Selected text:
○ ○ ○ ○ ○

He said there were now more beds in place and there was a review of the GP contract and “obviously it takes two to tango” but the Government was hopeful a new contract could be agreed.

But Mr Martin responded: “Taoiseach, you’ve been in government for seven years and it’s about time you took responsibility for your time in government.”

The Fianna Fáil leader said “for the record” he was minister for health between 2001 and 2004 and had increased bed capacity by1,600 extra beds up to 2005.

He cited Letterkenny University Hospital, which he said had had 45 people waiting on trolleys. He said the hospital had made a submission on how to resolve the issue but had yet to receive a response.

The Taoiseach said funding for Letterkenny hospital increased from €94 million to €133 million this year.

“We have to have a health service where that level of increase results in better outcomes,” he said.

○ ○ ○ ○ ○

Problem set:
[a] Rewrite the paragraph of the health debate excerpt that begins "The Taoiseach said funding" more briefly, keeping its main facts.
[b] Reproduce the part of the health debate excerpt starting at "But Mr Martin" and ending at "receive a response.".

○ ○ ○ ○ ○

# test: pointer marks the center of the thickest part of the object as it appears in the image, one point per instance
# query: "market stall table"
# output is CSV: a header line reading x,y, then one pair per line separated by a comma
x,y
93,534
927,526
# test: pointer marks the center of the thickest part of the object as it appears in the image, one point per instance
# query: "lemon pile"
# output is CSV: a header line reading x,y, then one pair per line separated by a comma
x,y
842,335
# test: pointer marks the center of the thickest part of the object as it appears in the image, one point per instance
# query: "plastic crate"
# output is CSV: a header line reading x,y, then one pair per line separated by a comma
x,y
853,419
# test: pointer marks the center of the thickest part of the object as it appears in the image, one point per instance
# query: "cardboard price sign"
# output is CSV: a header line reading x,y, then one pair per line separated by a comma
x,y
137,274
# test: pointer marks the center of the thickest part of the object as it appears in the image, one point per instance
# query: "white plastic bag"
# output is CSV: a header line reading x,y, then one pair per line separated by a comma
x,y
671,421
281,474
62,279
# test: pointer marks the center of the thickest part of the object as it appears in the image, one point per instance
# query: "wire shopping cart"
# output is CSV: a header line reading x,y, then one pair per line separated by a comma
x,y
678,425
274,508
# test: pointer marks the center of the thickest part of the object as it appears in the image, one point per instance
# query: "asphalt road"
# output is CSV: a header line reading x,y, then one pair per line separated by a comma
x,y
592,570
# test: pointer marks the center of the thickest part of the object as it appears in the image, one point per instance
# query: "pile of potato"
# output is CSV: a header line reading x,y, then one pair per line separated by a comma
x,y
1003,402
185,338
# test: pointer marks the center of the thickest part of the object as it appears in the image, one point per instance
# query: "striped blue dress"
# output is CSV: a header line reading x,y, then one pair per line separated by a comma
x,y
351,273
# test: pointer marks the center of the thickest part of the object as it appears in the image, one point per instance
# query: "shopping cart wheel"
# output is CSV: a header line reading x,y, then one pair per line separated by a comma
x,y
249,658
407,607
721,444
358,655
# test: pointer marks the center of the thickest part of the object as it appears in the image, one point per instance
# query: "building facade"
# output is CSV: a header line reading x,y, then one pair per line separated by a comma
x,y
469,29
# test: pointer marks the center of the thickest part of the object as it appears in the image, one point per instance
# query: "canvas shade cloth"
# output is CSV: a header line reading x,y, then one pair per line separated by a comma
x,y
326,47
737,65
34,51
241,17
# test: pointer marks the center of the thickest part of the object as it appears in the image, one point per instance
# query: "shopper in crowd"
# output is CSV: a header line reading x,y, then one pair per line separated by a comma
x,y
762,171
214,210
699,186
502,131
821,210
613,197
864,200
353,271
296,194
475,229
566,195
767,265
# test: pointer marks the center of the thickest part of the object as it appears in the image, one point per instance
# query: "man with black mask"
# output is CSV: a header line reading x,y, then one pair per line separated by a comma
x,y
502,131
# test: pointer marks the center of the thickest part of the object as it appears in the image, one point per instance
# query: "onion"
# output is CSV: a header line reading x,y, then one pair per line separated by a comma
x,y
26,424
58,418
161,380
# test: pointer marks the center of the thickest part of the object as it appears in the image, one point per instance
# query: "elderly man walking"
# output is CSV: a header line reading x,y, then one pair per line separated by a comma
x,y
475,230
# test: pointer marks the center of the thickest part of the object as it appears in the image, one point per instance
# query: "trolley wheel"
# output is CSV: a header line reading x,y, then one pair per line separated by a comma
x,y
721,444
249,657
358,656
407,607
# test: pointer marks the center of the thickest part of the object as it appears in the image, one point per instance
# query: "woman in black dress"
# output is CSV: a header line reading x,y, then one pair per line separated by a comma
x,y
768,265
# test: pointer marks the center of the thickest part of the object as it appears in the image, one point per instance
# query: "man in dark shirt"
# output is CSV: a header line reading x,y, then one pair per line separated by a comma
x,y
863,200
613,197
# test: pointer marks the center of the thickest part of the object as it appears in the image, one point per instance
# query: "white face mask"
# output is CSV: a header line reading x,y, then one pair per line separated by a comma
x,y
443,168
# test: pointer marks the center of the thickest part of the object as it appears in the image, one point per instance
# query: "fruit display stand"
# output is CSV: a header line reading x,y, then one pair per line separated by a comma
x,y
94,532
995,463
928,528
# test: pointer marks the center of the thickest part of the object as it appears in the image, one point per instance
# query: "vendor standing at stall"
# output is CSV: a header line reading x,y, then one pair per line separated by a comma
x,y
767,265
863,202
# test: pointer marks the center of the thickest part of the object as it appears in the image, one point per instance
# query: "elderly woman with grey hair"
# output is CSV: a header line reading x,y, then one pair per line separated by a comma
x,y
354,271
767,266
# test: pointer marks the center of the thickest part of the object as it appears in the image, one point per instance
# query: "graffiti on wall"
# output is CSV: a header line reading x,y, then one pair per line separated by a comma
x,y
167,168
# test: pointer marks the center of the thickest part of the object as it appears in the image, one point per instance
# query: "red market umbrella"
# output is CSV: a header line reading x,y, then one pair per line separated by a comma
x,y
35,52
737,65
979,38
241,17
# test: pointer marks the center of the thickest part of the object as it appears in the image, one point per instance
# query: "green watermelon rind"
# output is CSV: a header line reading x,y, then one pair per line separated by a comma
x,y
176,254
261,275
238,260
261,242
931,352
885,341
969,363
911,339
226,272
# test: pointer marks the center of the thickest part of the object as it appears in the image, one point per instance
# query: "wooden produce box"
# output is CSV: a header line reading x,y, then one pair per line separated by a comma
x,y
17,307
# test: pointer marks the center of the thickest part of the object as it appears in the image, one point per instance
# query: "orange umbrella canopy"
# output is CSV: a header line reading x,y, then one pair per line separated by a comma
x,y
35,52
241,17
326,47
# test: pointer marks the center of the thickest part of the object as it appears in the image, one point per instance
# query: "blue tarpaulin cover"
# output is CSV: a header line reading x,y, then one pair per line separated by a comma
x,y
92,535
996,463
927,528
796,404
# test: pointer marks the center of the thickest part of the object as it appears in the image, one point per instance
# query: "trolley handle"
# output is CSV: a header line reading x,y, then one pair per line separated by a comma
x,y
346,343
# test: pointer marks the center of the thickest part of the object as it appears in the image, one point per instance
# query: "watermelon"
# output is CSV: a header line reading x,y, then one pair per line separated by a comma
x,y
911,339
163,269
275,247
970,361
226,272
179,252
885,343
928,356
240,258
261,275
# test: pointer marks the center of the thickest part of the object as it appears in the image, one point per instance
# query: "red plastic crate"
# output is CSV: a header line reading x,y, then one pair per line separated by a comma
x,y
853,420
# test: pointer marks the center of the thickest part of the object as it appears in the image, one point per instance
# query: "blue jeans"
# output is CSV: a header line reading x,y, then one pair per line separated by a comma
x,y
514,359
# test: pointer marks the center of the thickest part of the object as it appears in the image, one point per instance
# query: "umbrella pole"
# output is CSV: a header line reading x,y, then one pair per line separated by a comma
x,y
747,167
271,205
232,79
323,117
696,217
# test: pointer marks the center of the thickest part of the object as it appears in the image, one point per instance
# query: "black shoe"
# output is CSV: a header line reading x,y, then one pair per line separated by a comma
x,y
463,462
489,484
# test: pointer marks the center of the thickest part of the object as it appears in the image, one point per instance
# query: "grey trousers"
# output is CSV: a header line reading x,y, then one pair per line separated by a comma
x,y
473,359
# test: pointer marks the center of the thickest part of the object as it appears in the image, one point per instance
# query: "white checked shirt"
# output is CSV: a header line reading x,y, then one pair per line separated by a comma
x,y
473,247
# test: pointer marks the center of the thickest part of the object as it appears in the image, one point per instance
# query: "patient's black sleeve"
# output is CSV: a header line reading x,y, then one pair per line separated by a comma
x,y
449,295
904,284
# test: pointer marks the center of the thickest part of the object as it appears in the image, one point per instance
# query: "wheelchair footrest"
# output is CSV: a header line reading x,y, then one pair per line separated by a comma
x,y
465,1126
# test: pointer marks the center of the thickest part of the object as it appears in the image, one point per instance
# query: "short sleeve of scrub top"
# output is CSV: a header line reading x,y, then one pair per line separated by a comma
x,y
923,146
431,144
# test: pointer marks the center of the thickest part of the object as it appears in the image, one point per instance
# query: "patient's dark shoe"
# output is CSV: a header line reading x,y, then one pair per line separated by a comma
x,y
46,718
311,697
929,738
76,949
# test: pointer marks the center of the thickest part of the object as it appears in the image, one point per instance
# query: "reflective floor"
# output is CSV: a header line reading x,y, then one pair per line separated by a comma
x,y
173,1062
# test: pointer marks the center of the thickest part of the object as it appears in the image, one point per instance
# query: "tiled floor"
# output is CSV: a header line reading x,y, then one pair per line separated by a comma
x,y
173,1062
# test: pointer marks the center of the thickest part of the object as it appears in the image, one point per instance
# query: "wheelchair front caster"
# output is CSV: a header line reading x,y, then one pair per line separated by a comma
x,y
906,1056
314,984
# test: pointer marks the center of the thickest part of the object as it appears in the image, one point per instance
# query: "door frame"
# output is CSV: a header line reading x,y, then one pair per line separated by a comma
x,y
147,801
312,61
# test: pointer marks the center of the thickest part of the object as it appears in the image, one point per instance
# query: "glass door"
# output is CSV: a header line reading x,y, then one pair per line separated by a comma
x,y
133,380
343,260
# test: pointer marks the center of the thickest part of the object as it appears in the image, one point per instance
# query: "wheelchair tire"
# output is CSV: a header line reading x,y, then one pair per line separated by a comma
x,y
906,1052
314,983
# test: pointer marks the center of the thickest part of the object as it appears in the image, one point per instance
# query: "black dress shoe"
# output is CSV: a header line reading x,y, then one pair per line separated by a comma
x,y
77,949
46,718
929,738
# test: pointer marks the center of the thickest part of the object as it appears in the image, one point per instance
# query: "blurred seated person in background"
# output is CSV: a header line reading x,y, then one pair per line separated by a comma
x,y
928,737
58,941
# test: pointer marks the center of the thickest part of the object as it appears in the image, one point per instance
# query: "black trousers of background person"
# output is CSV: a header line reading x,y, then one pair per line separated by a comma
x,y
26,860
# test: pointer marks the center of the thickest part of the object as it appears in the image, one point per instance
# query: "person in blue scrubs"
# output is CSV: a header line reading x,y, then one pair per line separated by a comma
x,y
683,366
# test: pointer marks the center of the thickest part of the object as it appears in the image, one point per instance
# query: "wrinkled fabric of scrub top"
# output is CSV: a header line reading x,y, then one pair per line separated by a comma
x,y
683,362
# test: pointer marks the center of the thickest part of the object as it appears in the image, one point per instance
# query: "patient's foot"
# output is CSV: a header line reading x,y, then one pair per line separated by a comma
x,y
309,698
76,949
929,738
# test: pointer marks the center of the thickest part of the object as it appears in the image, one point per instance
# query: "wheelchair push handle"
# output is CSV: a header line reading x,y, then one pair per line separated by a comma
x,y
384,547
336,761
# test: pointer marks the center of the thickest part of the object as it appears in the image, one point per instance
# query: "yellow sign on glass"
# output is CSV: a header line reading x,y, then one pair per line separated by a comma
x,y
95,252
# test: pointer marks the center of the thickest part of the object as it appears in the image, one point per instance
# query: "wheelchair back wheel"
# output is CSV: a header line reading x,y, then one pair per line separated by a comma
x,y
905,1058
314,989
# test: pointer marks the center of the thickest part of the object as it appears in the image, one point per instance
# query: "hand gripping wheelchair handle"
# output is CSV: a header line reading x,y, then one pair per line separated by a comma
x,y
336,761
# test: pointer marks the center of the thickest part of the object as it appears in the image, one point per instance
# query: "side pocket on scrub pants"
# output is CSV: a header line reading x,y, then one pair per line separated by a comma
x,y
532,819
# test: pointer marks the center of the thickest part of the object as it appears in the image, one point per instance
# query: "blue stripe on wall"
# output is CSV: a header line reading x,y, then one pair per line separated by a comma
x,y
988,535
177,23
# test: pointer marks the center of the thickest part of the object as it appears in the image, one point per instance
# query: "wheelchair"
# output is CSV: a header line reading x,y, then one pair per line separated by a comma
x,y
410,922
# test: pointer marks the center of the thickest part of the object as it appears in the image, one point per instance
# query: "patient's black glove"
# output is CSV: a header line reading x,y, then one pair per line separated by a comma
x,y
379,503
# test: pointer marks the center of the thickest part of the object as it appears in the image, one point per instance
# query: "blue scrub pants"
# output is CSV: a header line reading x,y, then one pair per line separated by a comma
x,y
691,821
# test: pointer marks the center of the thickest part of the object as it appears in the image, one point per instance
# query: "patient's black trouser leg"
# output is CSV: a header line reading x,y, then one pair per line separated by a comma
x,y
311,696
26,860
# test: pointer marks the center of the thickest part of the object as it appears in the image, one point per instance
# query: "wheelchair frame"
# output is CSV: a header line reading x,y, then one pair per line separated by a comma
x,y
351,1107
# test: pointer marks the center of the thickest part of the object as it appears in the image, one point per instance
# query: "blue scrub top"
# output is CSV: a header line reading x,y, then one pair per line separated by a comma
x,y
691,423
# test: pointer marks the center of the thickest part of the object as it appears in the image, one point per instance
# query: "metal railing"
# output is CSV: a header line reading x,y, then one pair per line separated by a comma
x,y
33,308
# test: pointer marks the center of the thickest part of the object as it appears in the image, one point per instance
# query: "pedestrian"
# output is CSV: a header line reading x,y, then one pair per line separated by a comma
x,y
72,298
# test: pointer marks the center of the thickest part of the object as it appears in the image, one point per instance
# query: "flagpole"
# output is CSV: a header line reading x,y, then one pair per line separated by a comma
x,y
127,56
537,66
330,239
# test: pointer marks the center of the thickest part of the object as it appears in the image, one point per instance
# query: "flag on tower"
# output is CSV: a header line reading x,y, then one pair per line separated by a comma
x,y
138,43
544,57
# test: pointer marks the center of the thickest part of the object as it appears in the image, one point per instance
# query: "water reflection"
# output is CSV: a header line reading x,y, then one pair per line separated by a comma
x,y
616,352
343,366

○ ○ ○ ○ ○

Answers given:
[a] The Taoiseach said Letterkenny hospital's funding rose from €94 million to €133 million this year.

[b]
But Mr Martin responded: “Taoiseach, you’ve been in government for seven years and it’s about time you took responsibility for your time in government.”

The Fianna Fáil leader said “for the record” he was minister for health between 2001 and 2004 and had increased bed capacity by1,600 extra beds up to 2005.

He cited Letterkenny University Hospital, which he said had had 45 people waiting on trolleys. He said the hospital had made a submission on how to resolve the issue but had yet to receive a response.